ASSIGNMENT | Start to finish, reproduce the records below with nothing missing.

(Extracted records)
↓

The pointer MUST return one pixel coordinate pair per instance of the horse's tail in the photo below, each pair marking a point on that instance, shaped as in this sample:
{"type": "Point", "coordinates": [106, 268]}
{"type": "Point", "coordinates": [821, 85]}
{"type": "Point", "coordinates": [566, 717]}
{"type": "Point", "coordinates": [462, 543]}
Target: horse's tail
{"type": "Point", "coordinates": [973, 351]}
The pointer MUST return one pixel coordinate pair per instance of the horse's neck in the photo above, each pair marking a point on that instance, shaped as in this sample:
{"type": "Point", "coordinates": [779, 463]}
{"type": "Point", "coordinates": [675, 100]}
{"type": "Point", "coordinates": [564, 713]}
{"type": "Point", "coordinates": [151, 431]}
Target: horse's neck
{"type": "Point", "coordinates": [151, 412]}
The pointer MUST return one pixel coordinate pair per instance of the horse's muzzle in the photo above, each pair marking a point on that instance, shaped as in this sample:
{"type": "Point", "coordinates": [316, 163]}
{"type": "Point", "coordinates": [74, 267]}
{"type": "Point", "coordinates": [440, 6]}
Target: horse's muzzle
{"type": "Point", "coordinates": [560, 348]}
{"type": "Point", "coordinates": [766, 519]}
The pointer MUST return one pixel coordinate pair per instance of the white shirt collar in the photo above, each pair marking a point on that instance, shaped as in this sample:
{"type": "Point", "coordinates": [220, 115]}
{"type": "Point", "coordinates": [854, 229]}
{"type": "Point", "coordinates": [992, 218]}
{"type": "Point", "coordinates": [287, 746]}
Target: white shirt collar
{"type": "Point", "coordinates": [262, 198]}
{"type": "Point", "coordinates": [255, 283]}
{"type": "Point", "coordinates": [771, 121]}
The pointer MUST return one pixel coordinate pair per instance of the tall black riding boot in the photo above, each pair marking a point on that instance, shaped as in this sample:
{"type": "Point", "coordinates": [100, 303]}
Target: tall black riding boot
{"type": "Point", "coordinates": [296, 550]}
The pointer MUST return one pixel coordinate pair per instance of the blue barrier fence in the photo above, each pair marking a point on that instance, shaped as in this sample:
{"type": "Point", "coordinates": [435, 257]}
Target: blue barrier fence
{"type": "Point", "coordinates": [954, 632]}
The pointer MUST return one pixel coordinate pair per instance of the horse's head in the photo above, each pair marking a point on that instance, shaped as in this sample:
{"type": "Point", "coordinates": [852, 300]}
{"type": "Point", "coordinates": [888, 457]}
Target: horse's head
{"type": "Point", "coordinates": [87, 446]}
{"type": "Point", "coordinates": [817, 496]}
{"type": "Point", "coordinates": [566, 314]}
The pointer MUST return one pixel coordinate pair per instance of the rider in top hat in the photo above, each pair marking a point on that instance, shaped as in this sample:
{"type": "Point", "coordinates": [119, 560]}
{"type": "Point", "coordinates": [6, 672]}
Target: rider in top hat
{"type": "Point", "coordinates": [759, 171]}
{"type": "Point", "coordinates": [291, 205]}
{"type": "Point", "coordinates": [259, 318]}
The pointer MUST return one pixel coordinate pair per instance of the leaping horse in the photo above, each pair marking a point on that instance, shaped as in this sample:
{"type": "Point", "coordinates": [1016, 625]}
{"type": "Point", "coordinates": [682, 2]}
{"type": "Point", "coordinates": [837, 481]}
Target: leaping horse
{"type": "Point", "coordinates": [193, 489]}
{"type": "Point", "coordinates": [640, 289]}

↑

EXERCISE ANSWER |
The pointer MUST return one pixel coordinate pair per instance of the horse's tail in the photo below, each pair marking a point on that instance, shaped as in this sample:
{"type": "Point", "coordinates": [106, 268]}
{"type": "Point", "coordinates": [821, 85]}
{"type": "Point", "coordinates": [566, 717]}
{"type": "Point", "coordinates": [462, 543]}
Target: horse's tail
{"type": "Point", "coordinates": [973, 351]}
The pointer MUST return one pixel coordinate pair per instance of the horse's neck in the photo above, each pair marking a point on that instance, shaped as in this sample:
{"type": "Point", "coordinates": [779, 463]}
{"type": "Point", "coordinates": [675, 100]}
{"type": "Point", "coordinates": [564, 713]}
{"type": "Point", "coordinates": [151, 431]}
Target: horse's neck
{"type": "Point", "coordinates": [151, 412]}
The pointer MUST return one pixel coordinate pair per instance of the horse's muzzle in the photo above, each pair marking a point on that instance, shaped as in this sample:
{"type": "Point", "coordinates": [316, 163]}
{"type": "Point", "coordinates": [74, 267]}
{"type": "Point", "coordinates": [440, 6]}
Target: horse's muzzle
{"type": "Point", "coordinates": [560, 348]}
{"type": "Point", "coordinates": [766, 519]}
The pointer MUST return one pixel coordinate pair per instance of the white shirt collar in the photo above, each pair marking a point on that instance, shaped as in this sample:
{"type": "Point", "coordinates": [220, 115]}
{"type": "Point", "coordinates": [854, 229]}
{"type": "Point", "coordinates": [992, 218]}
{"type": "Point", "coordinates": [287, 746]}
Target: white shirt collar
{"type": "Point", "coordinates": [262, 198]}
{"type": "Point", "coordinates": [255, 283]}
{"type": "Point", "coordinates": [771, 121]}
The pointer MUST return one pixel coordinate pair per instance of the tall black riding boot in the photo above, each pair marking a point on that instance, shaped as in this sample:
{"type": "Point", "coordinates": [100, 303]}
Target: tall black riding boot
{"type": "Point", "coordinates": [296, 550]}
The pointer MUST return one pixel coordinate pair per instance of the blue barrier fence in the photo above, each pair marking a point on that instance, shaped as in this sample:
{"type": "Point", "coordinates": [435, 257]}
Target: blue barrier fence
{"type": "Point", "coordinates": [954, 632]}
The pointer MUST return one pixel coordinate pair per instance of the horse's head in the photo above, each pair marking a point on that instance, shaped as in this sample:
{"type": "Point", "coordinates": [852, 300]}
{"type": "Point", "coordinates": [888, 457]}
Target: horse's head
{"type": "Point", "coordinates": [87, 446]}
{"type": "Point", "coordinates": [817, 496]}
{"type": "Point", "coordinates": [566, 314]}
The pointer MUST return one pixel coordinate pair per instance of the rider in top hat in the photo above, each pair marking a point on that instance, shaped as in this sample:
{"type": "Point", "coordinates": [119, 560]}
{"type": "Point", "coordinates": [6, 672]}
Target: rider in top hat
{"type": "Point", "coordinates": [759, 171]}
{"type": "Point", "coordinates": [291, 205]}
{"type": "Point", "coordinates": [259, 318]}
The pointer MUST return one pixel coordinate pair per instance of the leaping horse in the photo above, each pair marking a point on that instance, shaped as in this sample:
{"type": "Point", "coordinates": [1016, 625]}
{"type": "Point", "coordinates": [682, 2]}
{"type": "Point", "coordinates": [837, 481]}
Target: leaping horse
{"type": "Point", "coordinates": [193, 489]}
{"type": "Point", "coordinates": [640, 289]}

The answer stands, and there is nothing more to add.